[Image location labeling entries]
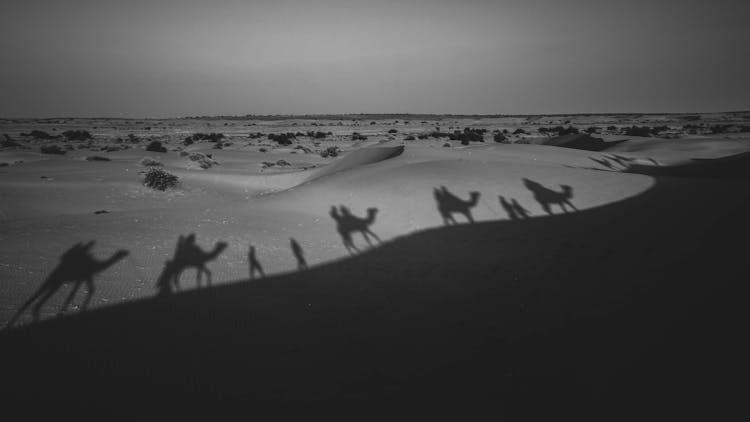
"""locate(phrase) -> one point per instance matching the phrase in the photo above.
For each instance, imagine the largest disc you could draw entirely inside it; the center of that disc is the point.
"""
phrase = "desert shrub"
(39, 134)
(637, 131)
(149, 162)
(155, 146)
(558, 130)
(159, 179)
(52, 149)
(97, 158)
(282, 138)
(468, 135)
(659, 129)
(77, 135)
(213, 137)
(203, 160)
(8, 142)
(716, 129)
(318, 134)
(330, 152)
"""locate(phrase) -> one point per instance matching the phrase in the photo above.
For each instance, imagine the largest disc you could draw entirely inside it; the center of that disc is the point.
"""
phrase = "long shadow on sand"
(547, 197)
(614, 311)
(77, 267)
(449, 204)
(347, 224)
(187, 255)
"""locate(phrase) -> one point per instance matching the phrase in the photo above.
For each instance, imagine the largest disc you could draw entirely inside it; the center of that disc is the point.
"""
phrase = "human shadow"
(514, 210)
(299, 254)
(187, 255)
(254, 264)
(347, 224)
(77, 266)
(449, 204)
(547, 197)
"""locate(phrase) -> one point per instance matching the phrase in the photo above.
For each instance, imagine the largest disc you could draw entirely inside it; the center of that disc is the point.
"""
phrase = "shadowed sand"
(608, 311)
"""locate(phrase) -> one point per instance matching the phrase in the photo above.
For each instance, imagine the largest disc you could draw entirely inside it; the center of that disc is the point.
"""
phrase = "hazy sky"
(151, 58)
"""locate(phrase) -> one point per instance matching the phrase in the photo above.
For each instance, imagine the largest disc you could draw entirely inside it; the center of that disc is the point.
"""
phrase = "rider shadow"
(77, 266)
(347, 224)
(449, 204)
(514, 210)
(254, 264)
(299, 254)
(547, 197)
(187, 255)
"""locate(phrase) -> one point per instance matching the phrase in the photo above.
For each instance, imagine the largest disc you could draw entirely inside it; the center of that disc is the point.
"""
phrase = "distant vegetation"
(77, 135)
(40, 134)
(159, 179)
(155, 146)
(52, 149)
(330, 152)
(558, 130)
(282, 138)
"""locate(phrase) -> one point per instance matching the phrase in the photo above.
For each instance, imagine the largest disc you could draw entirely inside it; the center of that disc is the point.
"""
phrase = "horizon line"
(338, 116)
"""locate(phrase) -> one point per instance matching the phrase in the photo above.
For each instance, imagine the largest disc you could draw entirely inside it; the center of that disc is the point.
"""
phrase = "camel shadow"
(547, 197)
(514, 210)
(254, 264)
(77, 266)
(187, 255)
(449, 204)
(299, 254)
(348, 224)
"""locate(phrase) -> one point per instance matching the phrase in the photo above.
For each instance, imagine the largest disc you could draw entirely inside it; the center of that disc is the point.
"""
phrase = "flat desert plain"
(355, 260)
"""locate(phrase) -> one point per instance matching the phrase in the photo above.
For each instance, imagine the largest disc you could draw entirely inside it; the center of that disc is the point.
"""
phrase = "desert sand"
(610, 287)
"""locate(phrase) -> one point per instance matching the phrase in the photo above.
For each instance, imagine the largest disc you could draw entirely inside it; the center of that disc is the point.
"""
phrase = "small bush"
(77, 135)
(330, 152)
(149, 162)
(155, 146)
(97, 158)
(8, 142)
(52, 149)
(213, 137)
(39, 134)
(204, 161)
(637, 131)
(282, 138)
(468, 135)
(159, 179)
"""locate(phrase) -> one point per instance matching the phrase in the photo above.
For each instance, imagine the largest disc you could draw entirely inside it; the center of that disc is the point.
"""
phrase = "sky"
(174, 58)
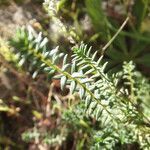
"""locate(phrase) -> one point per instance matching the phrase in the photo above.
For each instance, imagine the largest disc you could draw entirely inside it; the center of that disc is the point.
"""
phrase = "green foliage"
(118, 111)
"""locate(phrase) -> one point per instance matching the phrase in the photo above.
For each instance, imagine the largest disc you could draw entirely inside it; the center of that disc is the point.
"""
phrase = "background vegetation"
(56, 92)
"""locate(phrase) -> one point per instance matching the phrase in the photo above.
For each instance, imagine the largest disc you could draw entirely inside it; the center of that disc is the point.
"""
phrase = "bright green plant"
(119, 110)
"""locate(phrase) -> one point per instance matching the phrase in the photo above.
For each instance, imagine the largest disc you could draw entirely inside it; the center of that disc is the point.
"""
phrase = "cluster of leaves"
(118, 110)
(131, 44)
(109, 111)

→ **Exercise instructions**
From the material above, reproduce everything verbatim except the pictures.

→ **Full response**
"""locate(phrase) -> one point per instance matching the phrase in the photo above.
For each instance, imagine the largest disc you could draw entirely inside it; the center of that disc is the point.
"""
phrase = "desert shrub"
(39, 134)
(637, 131)
(149, 162)
(155, 146)
(558, 130)
(159, 179)
(52, 149)
(97, 158)
(282, 138)
(468, 135)
(659, 129)
(77, 135)
(213, 137)
(203, 160)
(8, 142)
(716, 129)
(318, 134)
(330, 152)
"""locate(phrase) -> one point per instance matching the phrase in the photo above.
For each instance, imagine the largest disc you could draw entirely inside it; the center of that disc is the point.
"""
phrase = "long shadow on sand"
(547, 197)
(614, 311)
(77, 267)
(449, 204)
(347, 224)
(187, 255)
"""locate(phrase) -> one point per instance matching the phrase in the photo above.
For each instance, imagine the largest disc you could draw entirely inside it; the center of that disc is the point.
"""
phrase = "human shadow"
(514, 210)
(299, 254)
(187, 255)
(254, 264)
(347, 224)
(77, 266)
(449, 204)
(547, 197)
"""locate(phrase) -> one point per instance matching the phrase in the photo above.
For each instance, imagine the largest disc you could draw entirely inside it; the center of that disc is the point.
"""
phrase = "shadowed sand"
(608, 311)
"""locate(phrase) -> one point per instance matching the phrase in the photo above.
For each instance, imagine the largest disc you could draw entirely inside it; the center of that disc is the point.
"""
phrase = "hazy sky"
(151, 58)
"""locate(phrase) -> one point per instance matching the phrase in the photo above.
For each instance, imagine the largest disc you could draw entirely inside it; the center of that disc is the point.
"""
phrase = "rider shadow"
(77, 266)
(347, 224)
(449, 204)
(514, 210)
(254, 264)
(299, 254)
(547, 197)
(187, 255)
"""locate(phrase) -> one point per instance matching the phrase in the photo above.
For each instance, imagine the largest disc you could draw entirely inside it; the center of that disc is the point.
"""
phrase = "distant vegetation"
(77, 135)
(40, 134)
(159, 179)
(155, 146)
(52, 149)
(330, 152)
(558, 130)
(282, 138)
"""locate(phrase) -> one point per instance matching the phrase in the photo above.
For each instance, imagine the largest disc you could draw entirely inside it; the center of that disc is the point.
"""
phrase = "horizon line"
(338, 116)
"""locate(phrase) -> one point per instance matching the phrase in the photo above.
For each instance, imagine the largest disc you could draw entirely inside it; the center of that disc is the point.
"""
phrase = "camel shadow"
(547, 197)
(514, 210)
(254, 264)
(77, 266)
(187, 255)
(449, 204)
(299, 254)
(348, 224)
"""locate(phrase) -> one point per instance matching the phrase in the photo above.
For each instance, imagine the largest disc you could draw entirely inside it; the center of that disc is the point.
"""
phrase = "flat desert plain"
(355, 260)
"""locate(phrase) -> one point per instance matching the phrase in the photo above.
For each instance, imagine the largest disc you could draw entirely inside it; the center of that disc is the point.
"""
phrase = "desert sand"
(610, 287)
"""locate(phrase) -> one point per instance matching the phrase in the photo above.
For each instance, imagine the largest disc you could draw entirely inside it; the center of that disc is the point.
"""
phrase = "small bush"
(77, 135)
(330, 152)
(149, 162)
(155, 146)
(97, 158)
(8, 142)
(52, 149)
(213, 137)
(39, 134)
(204, 161)
(637, 131)
(282, 138)
(468, 135)
(159, 179)
"""locate(phrase) -> one point per instance matching the phrase in the photo above.
For each instance, imagine the largest disc you could draw entirely inside it; the center of that disc is the point.
"""
phrase = "sky"
(174, 58)
"""locate(phrase) -> one point per instance matching the phrase in the photo above.
For each instance, imagine the largest disc you could draw entirely inside it; the center of that disc is the point.
"""
phrase = "green foliage"
(118, 111)
"""locate(phrase) -> one point per instance matching the phrase in the photo above.
For each instance, imagine the largest disc you could draw entirely inside it; the center of that disc is the point.
"""
phrase = "background vegetation"
(56, 92)
"""locate(phrase) -> one point per instance matching the phrase in the photo above.
For each instance, imagine the largest disc you could draw entirely inside it; the center of that disc is the point.
"""
phrase = "bright green plant"
(119, 110)
"""locate(phrase) -> one point per instance matching the phrase in the photo above.
For each instance, imagine the largest disc you could draw entirely inside it; the center of that disc is the point.
"""
phrase = "cluster of leaves"
(118, 110)
(131, 44)
(109, 111)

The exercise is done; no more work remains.